## What the task asks
Please output the entries below from the line that contains "Please spot the tiled" through the final line, reproduced exactly and alone.

## Input for this task
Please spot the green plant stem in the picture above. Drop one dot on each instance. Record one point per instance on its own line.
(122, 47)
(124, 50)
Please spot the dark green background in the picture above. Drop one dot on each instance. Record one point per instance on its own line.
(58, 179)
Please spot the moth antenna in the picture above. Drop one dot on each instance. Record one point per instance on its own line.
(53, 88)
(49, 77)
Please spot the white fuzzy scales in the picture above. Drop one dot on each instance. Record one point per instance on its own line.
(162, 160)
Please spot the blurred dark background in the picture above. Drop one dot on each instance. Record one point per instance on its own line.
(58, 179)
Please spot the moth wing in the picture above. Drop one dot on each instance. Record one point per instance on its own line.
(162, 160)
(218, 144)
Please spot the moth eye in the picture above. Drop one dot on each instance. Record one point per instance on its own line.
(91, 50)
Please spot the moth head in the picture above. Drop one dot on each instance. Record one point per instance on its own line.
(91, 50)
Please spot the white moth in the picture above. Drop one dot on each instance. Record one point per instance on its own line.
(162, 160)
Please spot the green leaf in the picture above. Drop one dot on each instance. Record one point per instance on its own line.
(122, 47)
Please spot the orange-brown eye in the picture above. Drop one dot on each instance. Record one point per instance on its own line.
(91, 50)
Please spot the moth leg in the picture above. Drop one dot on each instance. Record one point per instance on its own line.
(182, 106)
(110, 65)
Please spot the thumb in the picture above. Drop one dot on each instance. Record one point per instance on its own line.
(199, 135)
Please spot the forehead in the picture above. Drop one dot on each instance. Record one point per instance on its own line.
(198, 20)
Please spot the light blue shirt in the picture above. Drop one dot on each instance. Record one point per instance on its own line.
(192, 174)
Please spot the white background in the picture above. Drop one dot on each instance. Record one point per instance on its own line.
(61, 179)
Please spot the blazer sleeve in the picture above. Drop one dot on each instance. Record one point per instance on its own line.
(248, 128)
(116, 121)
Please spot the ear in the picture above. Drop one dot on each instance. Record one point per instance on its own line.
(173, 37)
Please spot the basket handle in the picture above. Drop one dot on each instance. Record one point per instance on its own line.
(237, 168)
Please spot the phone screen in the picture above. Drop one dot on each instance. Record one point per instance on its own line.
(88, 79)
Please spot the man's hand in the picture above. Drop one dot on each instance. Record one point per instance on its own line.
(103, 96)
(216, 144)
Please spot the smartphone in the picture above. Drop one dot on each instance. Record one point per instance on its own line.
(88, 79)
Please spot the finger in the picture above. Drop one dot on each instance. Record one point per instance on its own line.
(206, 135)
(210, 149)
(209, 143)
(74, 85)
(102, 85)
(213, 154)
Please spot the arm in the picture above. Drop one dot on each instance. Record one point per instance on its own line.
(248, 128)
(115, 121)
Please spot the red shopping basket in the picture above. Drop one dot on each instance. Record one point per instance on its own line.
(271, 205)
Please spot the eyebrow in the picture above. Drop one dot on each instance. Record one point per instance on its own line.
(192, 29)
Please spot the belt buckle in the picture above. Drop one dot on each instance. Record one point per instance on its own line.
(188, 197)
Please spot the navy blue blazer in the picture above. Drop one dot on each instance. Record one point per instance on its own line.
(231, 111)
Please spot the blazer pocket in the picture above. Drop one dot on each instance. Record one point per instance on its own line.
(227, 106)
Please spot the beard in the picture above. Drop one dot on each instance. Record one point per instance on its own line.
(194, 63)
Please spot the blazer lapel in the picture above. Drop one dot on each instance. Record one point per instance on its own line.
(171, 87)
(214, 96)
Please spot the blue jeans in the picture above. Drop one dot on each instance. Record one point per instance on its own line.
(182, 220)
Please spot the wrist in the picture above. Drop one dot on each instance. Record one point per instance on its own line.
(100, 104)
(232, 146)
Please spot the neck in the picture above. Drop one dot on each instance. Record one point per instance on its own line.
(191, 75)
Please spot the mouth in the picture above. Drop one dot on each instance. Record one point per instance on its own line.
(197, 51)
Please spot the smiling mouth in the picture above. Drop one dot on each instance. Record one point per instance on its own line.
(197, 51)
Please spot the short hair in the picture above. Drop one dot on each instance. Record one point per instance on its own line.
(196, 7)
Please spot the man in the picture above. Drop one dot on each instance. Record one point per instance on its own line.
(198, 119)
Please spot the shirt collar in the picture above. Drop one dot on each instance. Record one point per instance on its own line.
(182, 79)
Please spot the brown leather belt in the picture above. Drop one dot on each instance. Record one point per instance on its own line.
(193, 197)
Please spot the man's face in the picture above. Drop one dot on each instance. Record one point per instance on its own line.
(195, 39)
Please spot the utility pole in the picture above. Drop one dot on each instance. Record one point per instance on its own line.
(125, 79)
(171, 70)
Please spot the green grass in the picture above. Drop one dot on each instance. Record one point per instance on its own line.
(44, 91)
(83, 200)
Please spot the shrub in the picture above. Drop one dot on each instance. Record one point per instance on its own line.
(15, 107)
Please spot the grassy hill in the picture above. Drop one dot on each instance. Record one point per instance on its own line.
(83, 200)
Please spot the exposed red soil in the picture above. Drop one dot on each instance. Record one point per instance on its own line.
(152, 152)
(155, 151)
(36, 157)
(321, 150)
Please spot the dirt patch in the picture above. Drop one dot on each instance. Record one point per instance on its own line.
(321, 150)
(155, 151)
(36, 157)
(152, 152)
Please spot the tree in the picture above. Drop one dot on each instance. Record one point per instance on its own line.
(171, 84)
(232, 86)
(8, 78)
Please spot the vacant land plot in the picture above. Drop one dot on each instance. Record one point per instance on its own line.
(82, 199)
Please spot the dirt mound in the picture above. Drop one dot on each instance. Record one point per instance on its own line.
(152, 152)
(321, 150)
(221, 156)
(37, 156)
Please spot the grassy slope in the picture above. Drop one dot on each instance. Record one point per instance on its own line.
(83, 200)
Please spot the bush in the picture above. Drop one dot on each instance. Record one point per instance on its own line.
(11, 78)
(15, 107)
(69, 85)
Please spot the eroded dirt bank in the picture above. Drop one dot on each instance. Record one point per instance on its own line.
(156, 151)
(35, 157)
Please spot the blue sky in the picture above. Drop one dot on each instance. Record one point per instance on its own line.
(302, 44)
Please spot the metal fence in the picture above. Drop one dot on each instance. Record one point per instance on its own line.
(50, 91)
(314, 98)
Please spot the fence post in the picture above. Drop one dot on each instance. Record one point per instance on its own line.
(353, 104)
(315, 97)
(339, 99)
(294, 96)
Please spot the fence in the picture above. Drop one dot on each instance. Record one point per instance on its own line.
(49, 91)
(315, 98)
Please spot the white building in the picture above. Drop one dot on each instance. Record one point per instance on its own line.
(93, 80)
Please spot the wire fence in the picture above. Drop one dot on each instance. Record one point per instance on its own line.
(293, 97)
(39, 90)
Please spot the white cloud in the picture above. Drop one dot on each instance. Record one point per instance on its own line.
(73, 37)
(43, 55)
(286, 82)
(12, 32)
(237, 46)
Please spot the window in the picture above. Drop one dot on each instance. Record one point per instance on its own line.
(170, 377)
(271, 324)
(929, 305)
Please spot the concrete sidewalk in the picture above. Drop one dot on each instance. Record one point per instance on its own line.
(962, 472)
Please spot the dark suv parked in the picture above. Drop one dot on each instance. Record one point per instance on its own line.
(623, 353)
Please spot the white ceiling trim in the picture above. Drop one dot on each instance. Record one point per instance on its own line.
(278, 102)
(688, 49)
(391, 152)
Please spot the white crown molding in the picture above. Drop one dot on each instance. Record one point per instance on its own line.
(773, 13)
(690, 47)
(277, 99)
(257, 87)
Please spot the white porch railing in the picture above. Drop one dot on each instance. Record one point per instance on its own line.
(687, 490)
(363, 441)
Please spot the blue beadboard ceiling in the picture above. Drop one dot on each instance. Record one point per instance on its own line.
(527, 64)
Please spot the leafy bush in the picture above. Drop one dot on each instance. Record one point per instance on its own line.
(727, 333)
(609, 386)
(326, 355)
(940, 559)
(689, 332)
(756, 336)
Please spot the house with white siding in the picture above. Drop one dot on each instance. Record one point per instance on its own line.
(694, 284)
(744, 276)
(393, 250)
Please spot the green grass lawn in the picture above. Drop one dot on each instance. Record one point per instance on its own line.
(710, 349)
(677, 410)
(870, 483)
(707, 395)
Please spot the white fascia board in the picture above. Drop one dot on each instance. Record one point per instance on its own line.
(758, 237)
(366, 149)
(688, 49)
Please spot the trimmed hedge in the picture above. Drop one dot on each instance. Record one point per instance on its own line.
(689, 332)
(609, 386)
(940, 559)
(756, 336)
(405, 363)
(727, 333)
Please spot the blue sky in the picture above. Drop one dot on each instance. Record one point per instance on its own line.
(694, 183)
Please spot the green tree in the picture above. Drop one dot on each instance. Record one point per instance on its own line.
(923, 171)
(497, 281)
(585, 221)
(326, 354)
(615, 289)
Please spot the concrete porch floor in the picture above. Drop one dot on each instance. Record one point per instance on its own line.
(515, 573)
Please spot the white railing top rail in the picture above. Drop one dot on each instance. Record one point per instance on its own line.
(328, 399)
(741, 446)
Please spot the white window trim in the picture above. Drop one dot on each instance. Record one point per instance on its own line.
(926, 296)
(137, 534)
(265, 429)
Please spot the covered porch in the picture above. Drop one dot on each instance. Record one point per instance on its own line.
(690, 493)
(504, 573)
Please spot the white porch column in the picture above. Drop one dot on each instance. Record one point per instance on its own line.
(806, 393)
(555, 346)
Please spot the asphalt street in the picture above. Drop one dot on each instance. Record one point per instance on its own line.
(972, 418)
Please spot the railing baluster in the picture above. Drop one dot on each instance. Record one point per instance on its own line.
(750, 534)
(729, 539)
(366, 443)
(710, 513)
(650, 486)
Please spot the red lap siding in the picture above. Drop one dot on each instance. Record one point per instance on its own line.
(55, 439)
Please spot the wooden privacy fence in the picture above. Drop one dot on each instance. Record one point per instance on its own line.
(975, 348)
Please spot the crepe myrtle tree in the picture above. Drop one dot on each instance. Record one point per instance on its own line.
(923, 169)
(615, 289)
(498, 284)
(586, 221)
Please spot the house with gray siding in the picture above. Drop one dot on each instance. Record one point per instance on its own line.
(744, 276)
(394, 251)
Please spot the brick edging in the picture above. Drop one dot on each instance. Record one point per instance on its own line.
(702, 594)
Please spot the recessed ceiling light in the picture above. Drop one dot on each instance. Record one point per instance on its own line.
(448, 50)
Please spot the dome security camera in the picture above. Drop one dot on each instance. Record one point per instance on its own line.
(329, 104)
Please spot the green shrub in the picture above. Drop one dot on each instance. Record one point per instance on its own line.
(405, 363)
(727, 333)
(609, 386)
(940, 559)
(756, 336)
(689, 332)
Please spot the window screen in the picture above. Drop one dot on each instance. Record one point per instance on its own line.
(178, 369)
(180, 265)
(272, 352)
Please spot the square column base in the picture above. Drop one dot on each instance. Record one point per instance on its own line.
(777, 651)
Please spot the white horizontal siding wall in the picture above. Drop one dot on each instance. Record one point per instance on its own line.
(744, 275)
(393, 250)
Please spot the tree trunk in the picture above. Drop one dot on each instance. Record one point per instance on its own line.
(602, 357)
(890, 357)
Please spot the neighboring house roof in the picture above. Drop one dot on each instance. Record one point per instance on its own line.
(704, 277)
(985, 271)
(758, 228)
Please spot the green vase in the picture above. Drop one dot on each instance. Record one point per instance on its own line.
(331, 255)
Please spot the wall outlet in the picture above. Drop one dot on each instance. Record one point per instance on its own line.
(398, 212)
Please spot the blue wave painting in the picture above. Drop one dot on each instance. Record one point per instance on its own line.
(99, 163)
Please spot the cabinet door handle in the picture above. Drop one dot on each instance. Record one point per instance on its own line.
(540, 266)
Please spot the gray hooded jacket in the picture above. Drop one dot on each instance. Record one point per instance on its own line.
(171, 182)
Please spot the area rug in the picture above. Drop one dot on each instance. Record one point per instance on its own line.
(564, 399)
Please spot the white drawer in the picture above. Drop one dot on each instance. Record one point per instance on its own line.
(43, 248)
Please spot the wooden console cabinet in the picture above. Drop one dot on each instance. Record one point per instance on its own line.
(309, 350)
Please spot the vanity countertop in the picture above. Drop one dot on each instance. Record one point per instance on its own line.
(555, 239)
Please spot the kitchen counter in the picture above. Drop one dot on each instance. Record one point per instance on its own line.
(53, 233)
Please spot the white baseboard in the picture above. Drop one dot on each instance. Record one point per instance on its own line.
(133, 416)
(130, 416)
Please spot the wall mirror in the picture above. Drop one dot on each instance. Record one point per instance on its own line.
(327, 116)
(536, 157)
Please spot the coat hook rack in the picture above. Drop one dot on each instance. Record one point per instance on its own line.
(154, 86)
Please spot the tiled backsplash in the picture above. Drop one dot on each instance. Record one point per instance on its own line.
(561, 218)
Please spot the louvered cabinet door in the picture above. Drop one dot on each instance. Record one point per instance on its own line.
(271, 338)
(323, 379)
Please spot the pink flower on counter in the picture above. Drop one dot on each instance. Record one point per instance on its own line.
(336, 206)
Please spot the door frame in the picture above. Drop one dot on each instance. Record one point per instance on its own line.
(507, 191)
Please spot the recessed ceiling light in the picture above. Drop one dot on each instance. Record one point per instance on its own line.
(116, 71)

## The completed task
Please spot the tiled backsplash in the picture above. Drop one dot on each instance. Record one point per instance on its own line.
(561, 218)
Please spot the louvered cabinet door in the picture above. Drop one dot on each instance. Record one point per instance on its own line.
(271, 338)
(323, 379)
Please spot the pink flower on counter in the picture above. Drop one dot on each instance. Record one point per instance on its own line.
(336, 206)
Please spot the door frame in the picture above. Drop one dot on each instance. Record one point per instance on its own line.
(507, 191)
Please spot the recessed ceiling light in the picture above. Drop one dot on each instance. Record one point per instance on its own line.
(116, 71)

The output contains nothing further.